**What the exercise asks:** In the passage on city police power and property rights, what does property in a thing consist of besides its ownership and possession?
-- START OF Document text --
The justification for this far-reaching municipal law, as urged on behalf of the City, is that it is but a rightful exercise of its police power, as conferred by a general charter provision granting it the authority to protect by ordinance "health, life and property," abate nuisances, preserve and enforce "the good government, order and security" of the City, and to protect "the lives, health and property" of its inhabitants.
Passing by the question as to whether the specific power to regulate the location of store houses — limiting rights of property secured to every citizen under the general laws of the State, may be deduced from any such general charter provision, or may be exercised by a city at all in the absence of express statutory or charter grant, (Pye v. Peterson,
Property in a thing consists not merely in its ownership and possession, but in the unrestricted right of use, enjoyment and disposal. Anything which destroys any of these elements of property, to that extent destroys the property itself. The substantial value of property lies in its use. If the right of use be denied, the value of the property is annihilated and ownership is rendered a barren right. Therefore a law which forbids the use of a certain kind of property, strips it of an essential attribute and in actual result prescribes its ownership.
-- END OF Document text --
-- START OF Source excerpt --
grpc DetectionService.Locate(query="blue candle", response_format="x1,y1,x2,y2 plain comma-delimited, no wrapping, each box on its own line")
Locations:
-- END OF Source excerpt --
**Response for this exercise:** The unrestricted right of use, enjoyment and disposal.